Deep Learning Metrics

Perplexity (Language Models)

use torsh_metrics::deep_learning::*;

let logits = randn(&[32, 100, 10000])?;  // [batch, seq_len, vocab_size]
let targets = randint(0, 10000, &[32, 100])?;

let perplexity = perplexity_score(&logits, &targets, None, None)?;
println!("Perplexity: {:.4}", perplexity);

Accuracy@k (Top-k Accuracy)

use torsh_metrics::deep_learning::*;

let logits = randn(&[128, 1000])?;  // ImageNet predictions
let targets = randint(0, 1000, &[128])?;

let top1_acc = top_k_accuracy(&logits, &targets, 1)?;
let top5_acc = top_k_accuracy(&logits, &targets, 5)?;
println!("Top-1: {:.4}, Top-5: {:.4}", top1_acc, top5_acc);

BLEU Score (Machine Translation)

use torsh_metrics::deep_learning::*;

let references = vec![
    "the cat is on the mat".to_string(),
    "there is a cat on the mat".to_string(),
];
let hypothesis = "the cat is on the mat".to_string();

let bleu = bleu_score(&references, &hypothesis, Some(4), None)?;
println!("BLEU-4: {:.4}", bleu);

ROUGE Score (Text Summarization)

use torsh_metrics::deep_learning::*;

let reference = "the quick brown fox jumps over the lazy dog".to_string();
let hypothesis = "the fast brown fox jumps over the dog".to_string();

let rouge_1 = rouge_n(&reference, &hypothesis, 1)?;
let rouge_2 = rouge_n(&reference, &hypothesis, 2)?;
let rouge_l = rouge_l(&reference, &hypothesis)?;

println!("ROUGE-1: {:.4}, ROUGE-2: {:.4}, ROUGE-L: {:.4}", rouge_1, rouge_2, rouge_l);

Fairness Metrics

use torsh_metrics::fairness::*;

let y_true = tensor![1, 0, 1, 1, 0, 1, 0, 0];
let y_pred = tensor![1, 0, 1, 0, 0, 1, 1, 0];
let sensitive_attr = tensor![0, 0, 1, 1, 0, 1, 0, 1];  // e.g., gender

// Demographic Parity Difference (should be close to 0)
let dp_diff = demographic_parity_difference(&y_pred, &sensitive_attr)?;
println!("Demographic Parity Difference: {:.4}", dp_diff);

// Equal Opportunity Difference (for positive class)
let eo_diff = equal_opportunity_difference(&y_true, &y_pred, &sensitive_attr)?;
println!("Equal Opportunity Difference: {:.4}", eo_diff);

// Disparate Impact Ratio (should be close to 1)

▶ **EXTRACTED MATERIAL**
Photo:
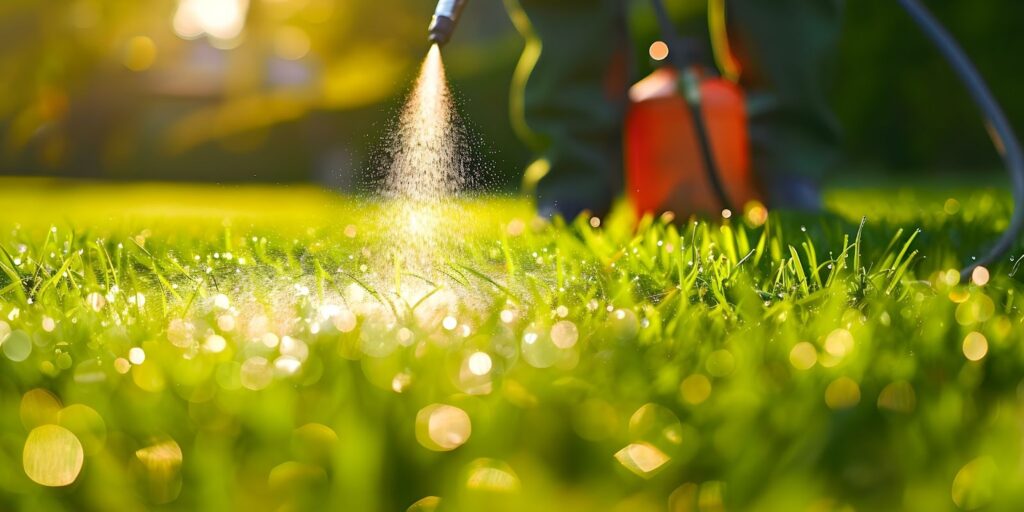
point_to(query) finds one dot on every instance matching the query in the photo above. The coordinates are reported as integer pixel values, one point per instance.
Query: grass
(214, 348)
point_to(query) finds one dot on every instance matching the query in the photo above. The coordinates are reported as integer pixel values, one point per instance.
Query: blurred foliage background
(302, 90)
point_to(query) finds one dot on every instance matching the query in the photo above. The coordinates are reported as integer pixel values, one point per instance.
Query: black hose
(1001, 132)
(683, 59)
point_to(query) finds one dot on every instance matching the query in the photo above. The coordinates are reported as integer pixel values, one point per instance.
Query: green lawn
(190, 347)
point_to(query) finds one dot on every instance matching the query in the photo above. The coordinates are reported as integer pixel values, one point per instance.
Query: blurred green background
(303, 90)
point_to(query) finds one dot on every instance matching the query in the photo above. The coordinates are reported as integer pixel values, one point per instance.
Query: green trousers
(568, 97)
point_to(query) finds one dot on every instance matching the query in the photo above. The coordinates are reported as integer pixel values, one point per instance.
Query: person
(569, 97)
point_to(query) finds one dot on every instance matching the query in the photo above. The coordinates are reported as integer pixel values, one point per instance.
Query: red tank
(664, 167)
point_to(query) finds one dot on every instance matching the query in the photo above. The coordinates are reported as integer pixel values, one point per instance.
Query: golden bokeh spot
(695, 389)
(293, 476)
(162, 462)
(951, 206)
(564, 334)
(756, 214)
(428, 504)
(643, 459)
(492, 476)
(442, 428)
(148, 377)
(657, 425)
(980, 275)
(52, 456)
(842, 393)
(140, 53)
(803, 355)
(839, 343)
(975, 346)
(658, 50)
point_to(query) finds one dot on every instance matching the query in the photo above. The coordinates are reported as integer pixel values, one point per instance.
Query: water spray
(445, 17)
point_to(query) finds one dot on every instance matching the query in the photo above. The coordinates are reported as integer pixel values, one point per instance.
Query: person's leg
(568, 99)
(787, 49)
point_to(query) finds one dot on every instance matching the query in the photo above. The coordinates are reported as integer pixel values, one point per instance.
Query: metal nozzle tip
(440, 30)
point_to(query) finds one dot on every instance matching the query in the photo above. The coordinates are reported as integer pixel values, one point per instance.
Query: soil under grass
(216, 348)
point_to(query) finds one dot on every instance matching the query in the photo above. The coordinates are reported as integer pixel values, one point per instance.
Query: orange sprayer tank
(664, 166)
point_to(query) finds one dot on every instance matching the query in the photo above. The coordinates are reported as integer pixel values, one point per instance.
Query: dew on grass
(122, 366)
(656, 425)
(803, 355)
(226, 323)
(287, 365)
(843, 393)
(344, 321)
(162, 464)
(215, 343)
(256, 374)
(564, 334)
(52, 456)
(269, 340)
(840, 343)
(507, 315)
(491, 475)
(442, 428)
(179, 333)
(642, 459)
(450, 323)
(136, 355)
(695, 389)
(479, 364)
(975, 346)
(428, 504)
(95, 301)
(538, 348)
(980, 275)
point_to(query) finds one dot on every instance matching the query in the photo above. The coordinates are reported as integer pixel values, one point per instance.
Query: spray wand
(445, 17)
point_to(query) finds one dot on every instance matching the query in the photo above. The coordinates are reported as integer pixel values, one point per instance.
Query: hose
(1004, 138)
(683, 59)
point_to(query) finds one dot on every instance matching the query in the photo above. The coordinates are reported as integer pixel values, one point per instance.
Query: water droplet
(564, 334)
(642, 459)
(803, 355)
(842, 393)
(442, 428)
(52, 456)
(975, 346)
(136, 355)
(479, 364)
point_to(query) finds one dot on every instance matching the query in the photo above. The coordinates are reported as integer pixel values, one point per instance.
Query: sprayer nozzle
(445, 17)
(440, 30)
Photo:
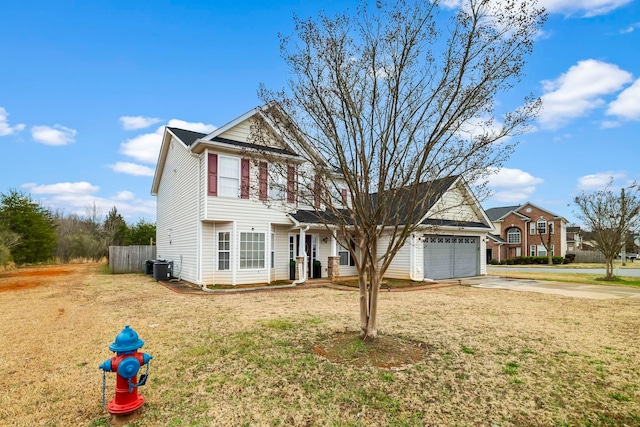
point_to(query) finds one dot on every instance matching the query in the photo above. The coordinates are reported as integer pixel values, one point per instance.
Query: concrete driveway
(576, 290)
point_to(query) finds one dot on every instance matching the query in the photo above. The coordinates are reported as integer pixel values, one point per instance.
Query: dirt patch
(31, 277)
(384, 352)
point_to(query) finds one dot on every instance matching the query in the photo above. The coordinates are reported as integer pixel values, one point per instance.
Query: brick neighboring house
(518, 232)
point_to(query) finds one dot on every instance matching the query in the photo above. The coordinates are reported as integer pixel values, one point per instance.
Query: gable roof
(188, 137)
(495, 214)
(438, 187)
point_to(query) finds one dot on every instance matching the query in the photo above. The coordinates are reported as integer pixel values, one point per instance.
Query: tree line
(32, 233)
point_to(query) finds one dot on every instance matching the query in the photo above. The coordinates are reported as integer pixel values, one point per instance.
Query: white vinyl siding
(177, 225)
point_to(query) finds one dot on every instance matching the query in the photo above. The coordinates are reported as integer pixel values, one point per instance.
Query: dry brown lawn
(492, 357)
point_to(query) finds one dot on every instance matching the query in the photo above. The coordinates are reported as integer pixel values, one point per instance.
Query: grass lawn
(568, 276)
(489, 357)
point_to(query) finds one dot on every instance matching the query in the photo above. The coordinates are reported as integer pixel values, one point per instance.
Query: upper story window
(277, 184)
(542, 226)
(513, 235)
(228, 176)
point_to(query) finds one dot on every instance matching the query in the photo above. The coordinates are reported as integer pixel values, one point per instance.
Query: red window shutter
(263, 181)
(212, 182)
(291, 184)
(316, 192)
(244, 181)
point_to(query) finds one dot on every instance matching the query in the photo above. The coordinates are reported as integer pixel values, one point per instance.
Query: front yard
(491, 357)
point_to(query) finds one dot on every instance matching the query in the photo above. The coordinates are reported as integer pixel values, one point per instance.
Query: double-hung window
(252, 251)
(224, 250)
(513, 235)
(228, 176)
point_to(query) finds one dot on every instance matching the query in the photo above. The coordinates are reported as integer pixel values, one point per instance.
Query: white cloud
(132, 169)
(79, 197)
(609, 124)
(631, 28)
(598, 181)
(627, 105)
(579, 91)
(138, 122)
(145, 148)
(125, 195)
(63, 188)
(5, 129)
(512, 185)
(56, 135)
(584, 8)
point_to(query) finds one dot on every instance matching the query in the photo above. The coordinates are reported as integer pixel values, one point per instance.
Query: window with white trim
(252, 251)
(224, 250)
(513, 235)
(273, 250)
(542, 226)
(228, 176)
(345, 256)
(277, 183)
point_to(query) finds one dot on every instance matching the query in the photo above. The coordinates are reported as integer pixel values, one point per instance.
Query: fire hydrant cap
(126, 340)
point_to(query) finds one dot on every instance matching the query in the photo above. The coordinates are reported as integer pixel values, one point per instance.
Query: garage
(447, 257)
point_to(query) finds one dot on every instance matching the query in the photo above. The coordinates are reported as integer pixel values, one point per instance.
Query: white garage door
(447, 257)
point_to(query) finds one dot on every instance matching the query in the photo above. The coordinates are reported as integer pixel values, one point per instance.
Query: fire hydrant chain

▶ **REQUIRED TASKS**
• A. Summarize the metrics examples in two sentences.
• B. Answer these questions from the metrics examples, one line each:
(i) What shape is passed to randn for the perplexity logits?
(ii) What label is printed before the BLEU value?
(iii) According to its comment, what value should the demographic parity difference be close to?
• C. Say whether each statement agrees with the metrics examples. Answer yes or no and quote the words that decide it.
(i) The ROUGE hypothesis sentence reads "the fast brown fox jumps over the dog."
(ii) The BLEU example gives only one reference sentence.
(iii) The equal opportunity difference is computed for the negative class.

▶ **EXPECTED ANSWERS**
• A. The metrics examples show code that uses torsh_metrics::deep_learning to compute perplexity for language models, top-1 and top-5 accuracy, a BLEU-4 score for machine translation, and ROUGE-1, ROUGE-2 and ROUGE-L scores for text summarization. They also use torsh_metrics::fairness to compute the demographic parity difference and the equal opportunity difference from true labels, predictions and a sensitive attribute.

• B.
(i) [32, 100, 10000], meaning batch, seq_len and vocab_size.
(ii) "BLEU-4:"
(iii) 0.

• C.
(i) Yes: "the fast brown fox jumps over the dog"
(ii) No: "the cat is on the mat" and "there is a cat on the mat"
(iii) No: "Equal Opportunity Difference (for positive class)"